WHAT TO WORK ON » In the passage on choosing a hair transplant surgeon, retype the text starting at "Finding Your Doctor" and ending at "will be helpful.".

Finding Your Doctor
In general, the best way to find a physician is through a referral either from your dermatologist, general practitioner, or another patient. Perhaps the worst way to choose a doctor is through infomercials or aggressive marketing campaigns. You should be wary of any medical practice that is spending lots of money on marketing, rather than on patient care. Once you have found a doctor that you are interested in, further research on the net will be helpful.
The Doctor’s Background and Training
In choosing a hair transplant surgeon, the first thing you need to know is the doctor’s specialty. Ideally, he or she is board certified as a dermatologist or plastic surgeon. If they do not specialize in one of these two fields, ask them why they have chosen to work in hair restoration. If they chose to be trained as an urologist or an internist, ask why they are now interested in hair. The benefit of seeing a dermatologist is that their residency training is in the medical and surgical treatment of diseases of the skin, hair and nails, so they are best capable of making an accurate diagnosis of your hair loss and balancing all the treatment options.
Doctors to consider should be members of the International Society of Hair Restoration Surgery (ISHRS) and be Diplomats of the American Board of Hair Restoration Surgery (ABHRS). The most coveted awards in the field of hair restoration are the Golden and Platinum Follicle Awards given by the ISHRS for outstanding achievements in science or clinical research relating to hair restoration. If the prospective doctor is the recipient of either of these awards, this would show the confidence that their peers have in their skills and abilities as a hair restoration surgeon.

DATA TO EXAMINE »
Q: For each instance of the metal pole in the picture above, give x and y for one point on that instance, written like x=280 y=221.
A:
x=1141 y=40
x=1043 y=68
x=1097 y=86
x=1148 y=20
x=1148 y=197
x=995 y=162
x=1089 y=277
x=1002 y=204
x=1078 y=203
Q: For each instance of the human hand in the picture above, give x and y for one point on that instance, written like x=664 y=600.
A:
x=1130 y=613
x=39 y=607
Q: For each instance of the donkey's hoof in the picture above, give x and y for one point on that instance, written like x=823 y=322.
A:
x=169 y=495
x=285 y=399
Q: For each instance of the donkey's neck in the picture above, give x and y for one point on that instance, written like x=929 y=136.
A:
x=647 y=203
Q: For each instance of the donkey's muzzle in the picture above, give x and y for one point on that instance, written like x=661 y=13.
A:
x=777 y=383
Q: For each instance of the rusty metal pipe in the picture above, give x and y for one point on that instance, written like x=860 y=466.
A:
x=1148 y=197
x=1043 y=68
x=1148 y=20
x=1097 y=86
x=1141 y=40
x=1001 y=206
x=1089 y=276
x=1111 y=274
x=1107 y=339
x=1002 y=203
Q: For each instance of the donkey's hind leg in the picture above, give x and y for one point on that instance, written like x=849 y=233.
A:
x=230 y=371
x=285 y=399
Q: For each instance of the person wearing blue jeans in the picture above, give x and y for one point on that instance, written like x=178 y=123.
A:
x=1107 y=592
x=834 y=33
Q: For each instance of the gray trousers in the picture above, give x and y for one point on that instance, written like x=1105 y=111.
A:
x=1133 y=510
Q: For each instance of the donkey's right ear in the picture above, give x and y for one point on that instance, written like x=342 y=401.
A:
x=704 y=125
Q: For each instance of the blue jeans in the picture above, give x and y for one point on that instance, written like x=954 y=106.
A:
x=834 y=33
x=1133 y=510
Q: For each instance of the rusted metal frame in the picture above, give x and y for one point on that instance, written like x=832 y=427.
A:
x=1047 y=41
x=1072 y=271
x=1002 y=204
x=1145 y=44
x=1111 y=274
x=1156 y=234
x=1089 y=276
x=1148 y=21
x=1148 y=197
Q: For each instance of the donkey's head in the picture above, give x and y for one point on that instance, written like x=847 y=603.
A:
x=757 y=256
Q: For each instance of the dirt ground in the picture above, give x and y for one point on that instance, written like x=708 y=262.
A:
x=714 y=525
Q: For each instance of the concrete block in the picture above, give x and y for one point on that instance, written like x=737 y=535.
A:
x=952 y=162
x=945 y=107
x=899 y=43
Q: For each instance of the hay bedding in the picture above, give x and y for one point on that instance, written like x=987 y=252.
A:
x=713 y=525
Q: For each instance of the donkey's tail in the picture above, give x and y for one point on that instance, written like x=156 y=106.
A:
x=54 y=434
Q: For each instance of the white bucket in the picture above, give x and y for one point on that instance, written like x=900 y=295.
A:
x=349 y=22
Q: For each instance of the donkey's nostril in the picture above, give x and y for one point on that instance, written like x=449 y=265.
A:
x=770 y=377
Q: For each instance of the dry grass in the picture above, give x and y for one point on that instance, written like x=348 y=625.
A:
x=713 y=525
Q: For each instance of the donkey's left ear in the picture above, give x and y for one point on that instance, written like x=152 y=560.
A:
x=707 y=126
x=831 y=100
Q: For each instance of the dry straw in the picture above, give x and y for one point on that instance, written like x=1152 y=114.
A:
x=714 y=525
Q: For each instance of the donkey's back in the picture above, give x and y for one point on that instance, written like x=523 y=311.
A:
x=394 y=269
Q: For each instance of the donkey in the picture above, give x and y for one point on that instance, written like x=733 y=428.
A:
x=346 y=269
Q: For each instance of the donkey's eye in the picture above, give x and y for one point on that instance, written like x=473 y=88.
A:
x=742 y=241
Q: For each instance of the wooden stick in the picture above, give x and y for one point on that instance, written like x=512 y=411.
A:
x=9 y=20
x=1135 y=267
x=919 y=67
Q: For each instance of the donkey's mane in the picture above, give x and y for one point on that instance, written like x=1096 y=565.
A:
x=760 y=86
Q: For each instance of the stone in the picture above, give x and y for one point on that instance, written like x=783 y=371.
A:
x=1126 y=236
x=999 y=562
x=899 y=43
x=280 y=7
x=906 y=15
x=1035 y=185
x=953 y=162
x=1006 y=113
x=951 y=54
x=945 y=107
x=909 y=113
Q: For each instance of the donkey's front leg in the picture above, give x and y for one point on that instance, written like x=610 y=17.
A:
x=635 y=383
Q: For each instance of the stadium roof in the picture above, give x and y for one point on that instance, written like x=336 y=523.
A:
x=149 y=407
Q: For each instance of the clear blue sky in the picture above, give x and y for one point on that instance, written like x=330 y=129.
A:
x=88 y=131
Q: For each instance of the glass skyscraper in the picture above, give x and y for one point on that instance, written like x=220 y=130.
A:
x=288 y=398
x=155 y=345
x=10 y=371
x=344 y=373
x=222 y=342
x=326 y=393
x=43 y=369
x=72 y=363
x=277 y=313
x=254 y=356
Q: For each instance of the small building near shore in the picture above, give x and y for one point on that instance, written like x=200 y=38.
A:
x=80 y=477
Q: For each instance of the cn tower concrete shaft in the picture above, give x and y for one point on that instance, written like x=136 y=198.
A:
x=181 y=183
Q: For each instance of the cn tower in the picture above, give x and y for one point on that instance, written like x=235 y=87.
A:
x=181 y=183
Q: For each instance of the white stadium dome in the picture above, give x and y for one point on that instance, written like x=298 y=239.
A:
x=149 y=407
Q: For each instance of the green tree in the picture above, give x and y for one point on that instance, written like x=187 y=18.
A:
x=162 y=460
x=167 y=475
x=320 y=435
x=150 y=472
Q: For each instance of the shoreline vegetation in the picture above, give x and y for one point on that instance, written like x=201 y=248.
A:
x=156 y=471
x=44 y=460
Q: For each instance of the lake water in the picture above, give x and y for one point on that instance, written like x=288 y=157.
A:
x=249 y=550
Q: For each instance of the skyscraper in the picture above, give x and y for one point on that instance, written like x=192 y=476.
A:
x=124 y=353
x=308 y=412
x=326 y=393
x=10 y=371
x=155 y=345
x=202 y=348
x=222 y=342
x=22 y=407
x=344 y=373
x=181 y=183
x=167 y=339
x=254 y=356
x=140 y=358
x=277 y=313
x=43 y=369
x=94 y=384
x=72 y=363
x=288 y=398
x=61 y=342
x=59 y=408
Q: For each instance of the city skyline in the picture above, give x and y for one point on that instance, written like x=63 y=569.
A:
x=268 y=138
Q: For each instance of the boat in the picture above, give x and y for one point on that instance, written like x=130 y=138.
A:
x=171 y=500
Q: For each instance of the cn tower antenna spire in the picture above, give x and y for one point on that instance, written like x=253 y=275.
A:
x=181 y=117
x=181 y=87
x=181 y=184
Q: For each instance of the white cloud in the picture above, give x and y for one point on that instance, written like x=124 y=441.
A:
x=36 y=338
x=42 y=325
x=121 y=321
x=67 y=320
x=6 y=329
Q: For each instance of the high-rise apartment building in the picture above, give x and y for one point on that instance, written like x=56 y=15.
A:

ANSWER TO THIS EXERCISE »
Finding Your Doctor
In general, the best way to find a physician is through a referral either from your dermatologist, general practitioner, or another patient. Perhaps the worst way to choose a doctor is through infomercials or aggressive marketing campaigns. You should be wary of any medical practice that is spending lots of money on marketing, rather than on patient care. Once you have found a doctor that you are interested in, further research on the net will be helpful.